Resumo criado por JUSTICIA, o assistente de inteligência artificial do Jus.

5. Sustentabilidade urbana e ambiental

A política de tarifa zero nacional não se resume a uma questão de custeio ou de eficiência administrativa: ela insere-se em uma agenda mais ampla de sustentabilidade urbana e transição ambiental justa, na qual o transporte público coletivo é reconhecido como instrumento de mitigação das emissões de gases de efeito estufa, inclusão social e ordenamento racional do espaço urbano.

O transporte, como dimensão da política urbana, transcende a função logística e passa a ser elemento de efetivação do direito ao meio ambiente equilibrado (art. 225, CF) e da função social da cidade (art. 182, CF).

A Lei nº 12.587/2012 (Política Nacional de Mobilidade Urbana) estabelece, entre seus princípios, a integração entre mobilidade, meio ambiente e ordenamento territorial, determinando prioridade ao transporte público coletivo sobre o individual motorizado e incentivando os modos não motorizados.

____

■ **Exercício proposto 1**
No texto sobre tarifa zero, qual artigo da Constituição Federal é citado a respeito da função social da cidade?
■ **Exercício proposto 2**
Retome o texto sobre tarifa zero e sustentabilidade urbana a partir da última frase apresentada.

■ **Material fornecido**
____

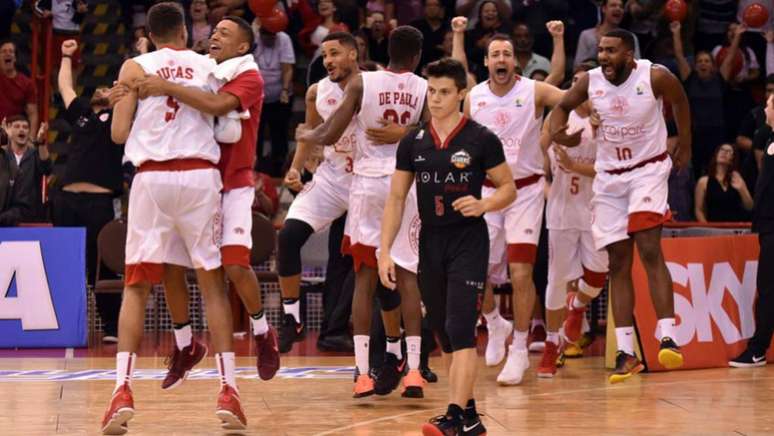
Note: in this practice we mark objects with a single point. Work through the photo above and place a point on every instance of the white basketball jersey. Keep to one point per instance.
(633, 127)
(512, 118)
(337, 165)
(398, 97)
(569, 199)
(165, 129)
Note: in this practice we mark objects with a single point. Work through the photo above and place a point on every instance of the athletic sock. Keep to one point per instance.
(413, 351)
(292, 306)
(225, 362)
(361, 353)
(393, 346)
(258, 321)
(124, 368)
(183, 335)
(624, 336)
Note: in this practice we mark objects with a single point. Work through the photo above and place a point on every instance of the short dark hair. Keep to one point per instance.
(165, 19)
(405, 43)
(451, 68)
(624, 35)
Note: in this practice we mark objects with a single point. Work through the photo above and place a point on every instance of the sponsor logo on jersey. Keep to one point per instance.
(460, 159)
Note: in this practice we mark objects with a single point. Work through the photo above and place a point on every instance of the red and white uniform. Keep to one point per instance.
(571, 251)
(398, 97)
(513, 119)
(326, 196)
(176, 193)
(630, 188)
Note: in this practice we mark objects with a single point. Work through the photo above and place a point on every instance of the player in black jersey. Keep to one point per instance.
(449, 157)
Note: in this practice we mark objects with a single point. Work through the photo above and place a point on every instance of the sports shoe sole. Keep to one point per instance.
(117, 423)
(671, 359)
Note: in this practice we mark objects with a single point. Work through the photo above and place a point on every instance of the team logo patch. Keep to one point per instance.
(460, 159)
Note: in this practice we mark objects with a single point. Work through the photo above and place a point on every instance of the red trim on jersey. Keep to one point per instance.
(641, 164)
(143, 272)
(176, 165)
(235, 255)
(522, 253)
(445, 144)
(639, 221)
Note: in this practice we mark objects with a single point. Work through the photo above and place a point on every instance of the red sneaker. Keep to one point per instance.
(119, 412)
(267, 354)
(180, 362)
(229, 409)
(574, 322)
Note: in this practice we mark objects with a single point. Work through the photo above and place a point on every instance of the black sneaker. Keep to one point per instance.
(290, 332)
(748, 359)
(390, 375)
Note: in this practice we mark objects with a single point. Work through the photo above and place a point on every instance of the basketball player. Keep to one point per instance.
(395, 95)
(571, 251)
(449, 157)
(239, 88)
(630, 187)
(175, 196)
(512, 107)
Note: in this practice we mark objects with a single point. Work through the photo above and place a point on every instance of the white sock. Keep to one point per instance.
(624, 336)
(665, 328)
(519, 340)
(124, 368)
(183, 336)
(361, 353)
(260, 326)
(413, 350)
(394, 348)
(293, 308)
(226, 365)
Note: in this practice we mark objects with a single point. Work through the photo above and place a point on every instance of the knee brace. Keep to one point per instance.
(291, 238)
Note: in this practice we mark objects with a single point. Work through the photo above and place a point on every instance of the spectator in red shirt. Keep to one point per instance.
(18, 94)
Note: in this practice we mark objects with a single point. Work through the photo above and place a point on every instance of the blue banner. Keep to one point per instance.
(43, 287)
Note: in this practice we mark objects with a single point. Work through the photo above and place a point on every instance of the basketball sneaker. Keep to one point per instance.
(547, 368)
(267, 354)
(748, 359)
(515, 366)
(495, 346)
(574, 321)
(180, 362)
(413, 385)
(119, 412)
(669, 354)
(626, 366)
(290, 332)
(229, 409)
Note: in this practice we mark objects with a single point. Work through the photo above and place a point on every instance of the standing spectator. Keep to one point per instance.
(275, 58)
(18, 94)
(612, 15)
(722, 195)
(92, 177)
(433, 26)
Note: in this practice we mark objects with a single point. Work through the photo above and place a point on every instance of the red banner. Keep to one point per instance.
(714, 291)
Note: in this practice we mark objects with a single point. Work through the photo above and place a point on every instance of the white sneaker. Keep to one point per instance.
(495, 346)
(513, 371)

____

■ **Resposta esperada 1**
O art. 182 da Constituição Federal.

■ **Resposta esperada 2**
O art. 7º da referida lei impõe aos entes federativos o dever de formular políticas que reduzam custos ambientais e sociais da mobilidade, promovendo a acessibilidade universal e a eficiência energética.

Assim, a tarifa zero pode ser interpretada como instrumento de incentivo ambiental indireto, pois estimula o uso do transporte coletivo, reduz a circulação de veículos particulares e, por consequência, contribui para a descarbonização das cidades.

Ainda que concebida como política social, sua implementação repercute positivamente na qualidade ambiental urbana, reforçando compromissos internacionais de mitigação climática.

Nesse mesmo contexto de mitigação e eficiência, a transição tecnológica das frotas, com a introdução progressiva de ônibus elétricos, representa a materialização prática da política de mobilidade de baixo carbono delineada pela Lei nº 12.187/2009 (Política Nacional sobre Mudança do Clima) e pelo Decreto nº 11.624/2023, que institui o Programa Nacional de Mobilidade Urbana de Baixo Carbono.

O referido decreto orienta a substituição gradual de frotas movidas a combustíveis fósseis por veículos elétricos ou híbridos, prevendo incentivos financeiros, metas de redução de emissões e estímulo à inovação tecnológica.

Em termos jurídicos, a eletrificação não é mero ato discricionário, mas uma obrigação progressiva de política pública, integrando o dever estatal de proteção ambiental e de promoção da eficiência energética.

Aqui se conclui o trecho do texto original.